WHAT TO DO: Keeping every word and mark, copy all of the data.

PROVIDED RECORDS:
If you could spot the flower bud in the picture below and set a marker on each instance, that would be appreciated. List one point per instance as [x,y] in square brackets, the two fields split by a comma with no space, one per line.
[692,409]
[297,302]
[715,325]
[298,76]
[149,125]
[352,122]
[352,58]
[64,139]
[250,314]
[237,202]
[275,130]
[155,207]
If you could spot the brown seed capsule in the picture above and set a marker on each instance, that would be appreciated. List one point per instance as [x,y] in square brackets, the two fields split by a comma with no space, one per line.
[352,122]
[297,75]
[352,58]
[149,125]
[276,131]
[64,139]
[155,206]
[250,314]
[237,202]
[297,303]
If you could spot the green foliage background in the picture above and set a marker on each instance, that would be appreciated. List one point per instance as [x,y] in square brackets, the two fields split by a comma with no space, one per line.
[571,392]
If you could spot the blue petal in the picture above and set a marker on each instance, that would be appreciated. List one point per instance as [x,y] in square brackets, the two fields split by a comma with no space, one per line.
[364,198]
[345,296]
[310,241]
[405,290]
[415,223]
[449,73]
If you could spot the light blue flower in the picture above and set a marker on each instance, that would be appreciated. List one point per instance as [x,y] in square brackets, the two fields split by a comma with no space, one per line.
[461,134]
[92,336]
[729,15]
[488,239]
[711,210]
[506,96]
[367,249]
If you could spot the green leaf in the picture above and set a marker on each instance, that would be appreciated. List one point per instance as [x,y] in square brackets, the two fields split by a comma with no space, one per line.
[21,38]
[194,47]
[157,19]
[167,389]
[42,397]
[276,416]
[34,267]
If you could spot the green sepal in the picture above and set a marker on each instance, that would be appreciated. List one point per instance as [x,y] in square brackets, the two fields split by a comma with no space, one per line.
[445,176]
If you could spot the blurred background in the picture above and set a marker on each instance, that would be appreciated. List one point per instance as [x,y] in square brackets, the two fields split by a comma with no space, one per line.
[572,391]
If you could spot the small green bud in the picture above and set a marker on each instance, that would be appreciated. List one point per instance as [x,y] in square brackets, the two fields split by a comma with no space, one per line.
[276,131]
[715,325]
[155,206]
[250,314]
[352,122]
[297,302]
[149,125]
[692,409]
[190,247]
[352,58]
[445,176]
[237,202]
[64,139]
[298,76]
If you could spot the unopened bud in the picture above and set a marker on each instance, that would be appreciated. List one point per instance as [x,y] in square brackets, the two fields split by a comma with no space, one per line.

ANSWER TO THIS PROBLEM:
If you could spot the flower bud in the picture below and set a marker on each instance, that would be appreciated. List one point per instance as [x,y] in square brackets, the two fields split by a comma with no space, one per line.
[692,409]
[297,302]
[715,325]
[298,76]
[149,125]
[352,122]
[352,58]
[64,139]
[250,314]
[237,202]
[275,130]
[155,207]
If you could spot the brown seed capsule in the picture above and set a marker on each instance, that would be appreciated. List one point per instance as [x,y] in square brackets, the two fields split by a comma with no space, one per line.
[352,122]
[297,75]
[352,58]
[149,125]
[276,131]
[64,139]
[155,206]
[250,314]
[237,202]
[297,303]
If you could spot the green foliage background in the picture above and set a marker on each instance, that would be appreciated. List one point per instance as [x,y] in square brackets, the two fields split by a comma with no space, one per line.
[571,392]
If you could spot the blue petal in the picture above and set a marker on each instance, that would be appreciated. List one point per instance as [x,y] in square brackets, the two fields split by a comma with no space, one per line.
[364,198]
[345,296]
[310,241]
[405,290]
[415,223]
[449,73]
If you could spot the light blue flower in the picture above and set a marker on each instance, that would be appreciated. List one point per instance as [x,y] in square brackets, the two fields split by a comma with no space, one per line.
[461,134]
[92,336]
[729,15]
[488,239]
[711,210]
[506,96]
[367,249]
If you could spot the green leaf in the picture above and set a marker on each instance, that would be appreciated. List one point per instance as [x,y] in square brackets, the two fields split by a comma with no space, one per line.
[21,38]
[194,47]
[157,19]
[167,389]
[42,397]
[276,416]
[34,267]
If you could spot the green sepal in the picture above and set a marker on each instance, that would be appreciated. List one point per instance as [x,y] in square brackets, the two fields split by a comma with no space, one per line.
[445,176]
If you could spot the blurred background in the picture above and set a marker on each instance, that would be appreciated. List one point per instance as [x,y] in square brackets, the two fields split by a comma with no space, one per line.
[572,391]
If you could spot the small green bud in the picture above and set a marker on each instance, that would be appreciated. List one point per instance as [x,y] in square brackets, the two fields split by a comma with no space, one per line.
[276,131]
[715,325]
[155,206]
[250,314]
[352,122]
[297,302]
[149,125]
[692,409]
[190,247]
[352,58]
[445,176]
[237,202]
[64,139]
[298,76]
If you could spot the unopened bud in the picture above and set a marker on each instance, that would be appreciated. List one point per instance as [x,y] in square brackets, the two fields split by a comma with no space, one per line.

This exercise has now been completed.